■ **AUSGEWÄHLTER TEXT**
══════

Die neuen Überflieger: Eine Drohne für alle Fälle
Summende Drohnen über Weingärten haben schon manche Spaziergänger verwundert zurückgelassen. Handelt es sich um ein Kinderspielzeug oder ein Profigerät? Was hat das hier verloren, und ist das überhaupt erlaubt?
Diese Fragen können Christian Preiml und Christian Gedeon beantworten. Die beiden haben ein Start-up für Drohnen gegründet. Besser gesagt einen Universalanbieter, der in diesem Bereich alles bietet, was das Kundenherz begehrt. Der KURIER hat Ende Oktober bereits erstmals darüber berichtet und sich die Sache nun aus der Nähe angeschaut.
Ihr erster Einsatz führte die Drohnen-Spezialisten in einen Weingarten. Die Idee war einfach: Warum in vielen Stunden mühsamer Arbeit den Weingarten abgehen und die Weinstöcke auf Schäden oder andere Probleme zu kontrollieren, wenn es doch viel einfacher geht? Die Drohne flog das Areal in kurzer Zeit ab und lieferte ein digitales Abbild des Weingartens. Dadurch konnten exakte Ernteprognosen erstellt und die Gesundheit der Pflanzen eruiert werden. „So lassen sich 25 Prozent der Kosten der manuellen Arbeit einsparen“, sagt Preiml.
Profis am Steuer
Der Zugang zur Airxbig-Drohnen-Welt ist einfach. „Wir haben eine Plattform gebaut, in der sich Kunden anmelden können“, sagt Preiml. Die Drohnen werden von externen und professionellen Drohnenpiloten gesteuert. Diese fliegen bestimmte Gebiete ab, die gesammelten Daten werden gespeichert, verarbeitet und auf einem Dashboard kundengerecht aufbereitet.

══════

■ **VORLIEGENDE EINTRÄGE**
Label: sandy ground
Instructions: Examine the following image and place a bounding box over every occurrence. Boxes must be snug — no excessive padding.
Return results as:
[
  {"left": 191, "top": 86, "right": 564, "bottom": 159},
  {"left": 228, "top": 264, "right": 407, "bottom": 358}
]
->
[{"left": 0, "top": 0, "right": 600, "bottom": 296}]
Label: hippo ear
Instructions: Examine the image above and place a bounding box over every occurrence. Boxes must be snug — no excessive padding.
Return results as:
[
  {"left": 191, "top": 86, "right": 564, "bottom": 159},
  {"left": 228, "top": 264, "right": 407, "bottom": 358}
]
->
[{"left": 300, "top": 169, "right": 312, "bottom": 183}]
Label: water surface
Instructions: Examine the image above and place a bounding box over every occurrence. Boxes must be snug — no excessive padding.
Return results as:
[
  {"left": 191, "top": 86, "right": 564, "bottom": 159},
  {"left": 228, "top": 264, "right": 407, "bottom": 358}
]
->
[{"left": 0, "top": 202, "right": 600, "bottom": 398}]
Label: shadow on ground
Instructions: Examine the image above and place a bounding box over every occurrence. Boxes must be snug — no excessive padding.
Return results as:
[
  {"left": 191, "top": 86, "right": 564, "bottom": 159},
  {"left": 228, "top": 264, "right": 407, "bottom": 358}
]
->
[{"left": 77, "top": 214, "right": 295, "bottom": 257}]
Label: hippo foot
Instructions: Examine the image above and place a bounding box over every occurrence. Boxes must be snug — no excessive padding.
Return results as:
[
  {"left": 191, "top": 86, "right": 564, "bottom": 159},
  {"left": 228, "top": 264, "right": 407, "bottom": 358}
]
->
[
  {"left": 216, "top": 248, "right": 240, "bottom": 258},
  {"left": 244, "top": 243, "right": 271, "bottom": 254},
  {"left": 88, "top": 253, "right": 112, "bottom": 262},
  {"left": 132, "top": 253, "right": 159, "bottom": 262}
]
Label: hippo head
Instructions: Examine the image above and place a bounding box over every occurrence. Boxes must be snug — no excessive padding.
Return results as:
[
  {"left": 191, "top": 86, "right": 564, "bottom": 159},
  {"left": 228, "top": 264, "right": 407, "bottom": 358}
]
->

══════

■ **ÜBUNGSAUFGABEN**
**A.** Beantworte diese Fragen zum Drohnen-Artikel:
(i) Wer hat das Start-up gegründet?
(ii) Wohin führte der erste Einsatz der Drohnen-Spezialisten?
(iii) Wer steuert die Drohnen?
**B.** Was geschieht laut dem Drohnen-Artikel mit den gesammelten Daten? Nenne alle Schritte.
**C.** Erkläre anhand des Drohnen-Artikels, warum sich exakte Ernteprognosen für den Weingarten erstellen ließen.

■ **LÖSUNGEN**
**A.**
(i) Christian Preiml und Christian Gedeon
(ii) In einen Weingarten
(iii) Externe und professionelle Drohnenpiloten

**B.** Sie werden gespeichert, verarbeitet und auf einem Dashboard kundengerecht aufbereitet.

**C.** Die Drohne flog das Areal in kurzer Zeit ab und lieferte ein digitales Abbild des Weingartens. Dadurch konnten exakte Ernteprognosen erstellt und die Gesundheit der Pflanzen eruiert werden.